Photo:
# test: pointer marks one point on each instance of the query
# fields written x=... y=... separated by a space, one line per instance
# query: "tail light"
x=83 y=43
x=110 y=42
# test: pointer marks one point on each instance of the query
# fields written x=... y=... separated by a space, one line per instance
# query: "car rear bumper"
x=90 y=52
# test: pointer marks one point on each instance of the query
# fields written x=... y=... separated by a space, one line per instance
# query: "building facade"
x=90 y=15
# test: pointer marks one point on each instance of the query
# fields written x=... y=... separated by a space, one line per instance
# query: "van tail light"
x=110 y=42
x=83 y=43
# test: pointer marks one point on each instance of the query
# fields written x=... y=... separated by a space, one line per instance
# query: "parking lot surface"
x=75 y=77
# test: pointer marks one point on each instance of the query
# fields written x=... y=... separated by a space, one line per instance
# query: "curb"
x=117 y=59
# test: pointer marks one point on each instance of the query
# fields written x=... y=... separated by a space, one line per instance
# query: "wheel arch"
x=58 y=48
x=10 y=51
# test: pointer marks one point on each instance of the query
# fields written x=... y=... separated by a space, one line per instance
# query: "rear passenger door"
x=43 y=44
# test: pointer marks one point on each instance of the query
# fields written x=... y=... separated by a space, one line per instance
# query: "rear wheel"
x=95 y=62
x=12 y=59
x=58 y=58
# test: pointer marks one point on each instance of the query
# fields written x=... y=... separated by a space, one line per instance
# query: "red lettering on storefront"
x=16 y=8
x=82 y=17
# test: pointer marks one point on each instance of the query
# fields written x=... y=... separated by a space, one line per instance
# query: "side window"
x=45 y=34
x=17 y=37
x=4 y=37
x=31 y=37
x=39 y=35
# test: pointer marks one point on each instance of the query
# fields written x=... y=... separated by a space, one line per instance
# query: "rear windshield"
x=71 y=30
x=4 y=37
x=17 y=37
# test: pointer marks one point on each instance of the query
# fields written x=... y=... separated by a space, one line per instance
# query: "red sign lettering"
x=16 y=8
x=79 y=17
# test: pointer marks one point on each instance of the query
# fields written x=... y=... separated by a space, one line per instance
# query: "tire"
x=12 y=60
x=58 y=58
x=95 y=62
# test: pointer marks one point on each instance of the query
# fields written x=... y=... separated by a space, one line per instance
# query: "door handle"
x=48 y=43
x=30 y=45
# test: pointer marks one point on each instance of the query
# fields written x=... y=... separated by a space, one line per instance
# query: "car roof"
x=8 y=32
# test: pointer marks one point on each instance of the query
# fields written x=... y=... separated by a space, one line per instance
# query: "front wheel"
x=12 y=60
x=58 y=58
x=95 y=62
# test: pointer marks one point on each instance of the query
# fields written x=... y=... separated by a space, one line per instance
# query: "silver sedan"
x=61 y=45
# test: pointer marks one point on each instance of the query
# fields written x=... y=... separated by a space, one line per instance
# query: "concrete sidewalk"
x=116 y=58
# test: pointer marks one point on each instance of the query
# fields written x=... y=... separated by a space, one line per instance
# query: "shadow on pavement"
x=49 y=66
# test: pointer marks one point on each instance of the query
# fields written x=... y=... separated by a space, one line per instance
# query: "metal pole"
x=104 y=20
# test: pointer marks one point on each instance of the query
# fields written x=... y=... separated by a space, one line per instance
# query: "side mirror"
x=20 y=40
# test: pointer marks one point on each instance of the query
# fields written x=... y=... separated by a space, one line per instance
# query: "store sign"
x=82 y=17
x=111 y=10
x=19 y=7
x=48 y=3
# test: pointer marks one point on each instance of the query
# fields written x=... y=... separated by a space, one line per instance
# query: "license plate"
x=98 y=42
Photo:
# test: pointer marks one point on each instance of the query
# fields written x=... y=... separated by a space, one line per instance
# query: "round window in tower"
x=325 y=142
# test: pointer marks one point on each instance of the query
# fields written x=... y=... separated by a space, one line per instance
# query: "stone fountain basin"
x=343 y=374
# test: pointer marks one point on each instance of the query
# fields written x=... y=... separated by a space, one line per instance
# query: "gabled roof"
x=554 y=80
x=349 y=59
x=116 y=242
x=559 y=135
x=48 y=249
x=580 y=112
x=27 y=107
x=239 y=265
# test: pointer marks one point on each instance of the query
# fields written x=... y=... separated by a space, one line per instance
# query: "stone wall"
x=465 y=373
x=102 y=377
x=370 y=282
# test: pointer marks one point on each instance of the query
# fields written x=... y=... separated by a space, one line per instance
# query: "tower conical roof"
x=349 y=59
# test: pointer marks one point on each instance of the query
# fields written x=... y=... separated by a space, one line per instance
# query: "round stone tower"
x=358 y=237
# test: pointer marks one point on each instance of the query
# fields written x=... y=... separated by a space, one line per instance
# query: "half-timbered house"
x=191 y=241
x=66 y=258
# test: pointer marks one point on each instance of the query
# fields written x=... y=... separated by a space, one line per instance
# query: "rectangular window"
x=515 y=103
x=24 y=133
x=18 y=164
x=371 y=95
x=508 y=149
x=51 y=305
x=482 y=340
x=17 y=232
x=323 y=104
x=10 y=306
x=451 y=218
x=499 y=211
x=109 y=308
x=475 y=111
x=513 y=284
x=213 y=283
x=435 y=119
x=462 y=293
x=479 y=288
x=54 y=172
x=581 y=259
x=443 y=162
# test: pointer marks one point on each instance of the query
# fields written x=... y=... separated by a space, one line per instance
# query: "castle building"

*-*-*

### AIM
Each entry above is to be set down again in exactly the same words.

### FINISHED EXERCISE
Photo:
# test: pointer marks one point on each instance of the query
# fields written x=... y=... separated by a space, one line per instance
# query: "tail light"
x=83 y=43
x=110 y=42
# test: pointer marks one point on each instance of the query
# fields written x=... y=... separated by a space, one line per instance
# query: "car rear bumper"
x=90 y=52
# test: pointer marks one point on each instance of the query
# fields written x=... y=... separated by a space, one line per instance
# query: "building facade"
x=90 y=15
# test: pointer marks one point on each instance of the query
# fields written x=... y=... separated by a space, one line per instance
# query: "van tail light"
x=110 y=42
x=83 y=43
# test: pointer marks one point on each instance of the query
# fields written x=... y=... separated by a space, one line per instance
# query: "parking lot surface"
x=75 y=77
# test: pointer marks one point on each instance of the query
# fields written x=... y=... separated by a space, one line per instance
# query: "curb"
x=117 y=59
# test: pointer marks one point on each instance of the query
# fields written x=... y=... separated by a space, one line per instance
# query: "wheel arch"
x=58 y=48
x=10 y=51
# test: pointer marks one point on each instance of the query
# fields written x=... y=... separated by a space, one line per instance
# query: "rear passenger door"
x=43 y=44
# test: pointer marks one point on each instance of the query
# fields written x=... y=... separated by a space, one line per instance
# query: "rear wheel"
x=95 y=62
x=12 y=59
x=58 y=58
# test: pointer marks one point on each instance of the query
# fields written x=... y=... separated by a space, one line per instance
# query: "red lettering on storefront"
x=16 y=8
x=82 y=17
# test: pointer marks one point on each instance of the query
# fields written x=... y=... separated by a space, one line per instance
# query: "side window"
x=45 y=34
x=17 y=37
x=4 y=37
x=31 y=37
x=39 y=35
# test: pointer marks one point on each instance of the query
# fields written x=... y=... separated by a space, one line per instance
# query: "rear windshield"
x=71 y=30
x=4 y=37
x=17 y=37
# test: pointer marks one point on each instance of the query
# fields written x=... y=... separated by a space, one line per instance
# query: "red sign lettering"
x=16 y=8
x=79 y=17
# test: pointer marks one point on each instance of the query
# fields written x=... y=... separated by a space, one line per instance
# query: "tire"
x=12 y=60
x=58 y=58
x=95 y=62
# test: pointer marks one point on each instance of the query
# fields written x=... y=... separated by a space, one line per instance
# query: "door handle"
x=48 y=43
x=30 y=45
# test: pointer marks one point on each instance of the query
# fields written x=... y=... separated by a space, one line per instance
# query: "car roof"
x=8 y=32
# test: pointer marks one point on each instance of the query
# fields written x=... y=... separated by a space, one line per instance
# query: "front wheel"
x=12 y=60
x=58 y=58
x=95 y=62
# test: pointer marks one point on each instance of the query
# fields written x=... y=... separated by a space, one line per instance
# query: "silver sedan"
x=61 y=45
# test: pointer marks one point on each instance of the query
# fields written x=... y=... separated by a space, one line per instance
# query: "concrete sidewalk"
x=116 y=58
# test: pointer marks one point on each instance of the query
# fields written x=... y=... separated by a space, one line per instance
# query: "shadow on pavement"
x=49 y=66
# test: pointer marks one point on each instance of the query
# fields written x=... y=... separated by a space, one line per instance
# query: "metal pole"
x=104 y=20
# test: pointer marks one point on each instance of the query
# fields written x=... y=... separated by a space, one line per instance
# query: "side mirror"
x=20 y=40
# test: pointer marks one point on each instance of the query
# fields written x=... y=... separated by a space, one line per instance
# query: "store sign"
x=82 y=17
x=111 y=10
x=19 y=7
x=48 y=3
# test: pointer marks one point on each instance of the query
# fields written x=... y=... separated by a space, one line per instance
# query: "license plate"
x=98 y=42
Photo:
# test: pointer marks one point on each instance of the query
# fields written x=... y=... separated by a space, one line per instance
# query: "round window in tower"
x=325 y=142
# test: pointer marks one point on each instance of the query
# fields written x=... y=... separated by a space, one line per instance
# query: "stone fountain basin"
x=343 y=374
# test: pointer marks one point on each instance of the query
# fields written x=... y=... separated by a space, one line per instance
# query: "gabled roof"
x=554 y=80
x=349 y=59
x=116 y=242
x=559 y=135
x=48 y=249
x=580 y=112
x=27 y=107
x=239 y=265
# test: pointer marks one point on each instance of the query
# fields written x=... y=... separated by a space, one line per instance
# query: "stone wall"
x=465 y=373
x=102 y=377
x=370 y=282
# test: pointer marks one point on each instance of the query
# fields written x=... y=... separated by a space, one line per instance
# query: "tower conical roof"
x=349 y=59
# test: pointer marks one point on each instance of the query
# fields written x=... y=... separated by a space, one line per instance
# query: "round stone tower"
x=358 y=237
# test: pointer marks one point on each instance of the query
# fields written x=... y=... separated by a space, one line per instance
# query: "half-timbered house"
x=191 y=241
x=66 y=258
# test: pointer marks one point on each instance of the query
# fields written x=... y=... separated by a space, one line per instance
# query: "rectangular window"
x=515 y=103
x=24 y=133
x=18 y=164
x=371 y=95
x=508 y=149
x=51 y=305
x=482 y=340
x=17 y=232
x=323 y=104
x=10 y=306
x=451 y=218
x=499 y=211
x=109 y=308
x=475 y=111
x=513 y=284
x=213 y=283
x=435 y=119
x=462 y=293
x=479 y=288
x=54 y=172
x=581 y=259
x=443 y=162
# test: pointer marks one point on each instance of the query
# fields written x=... y=... separated by a space, one line per instance
# query: "castle building"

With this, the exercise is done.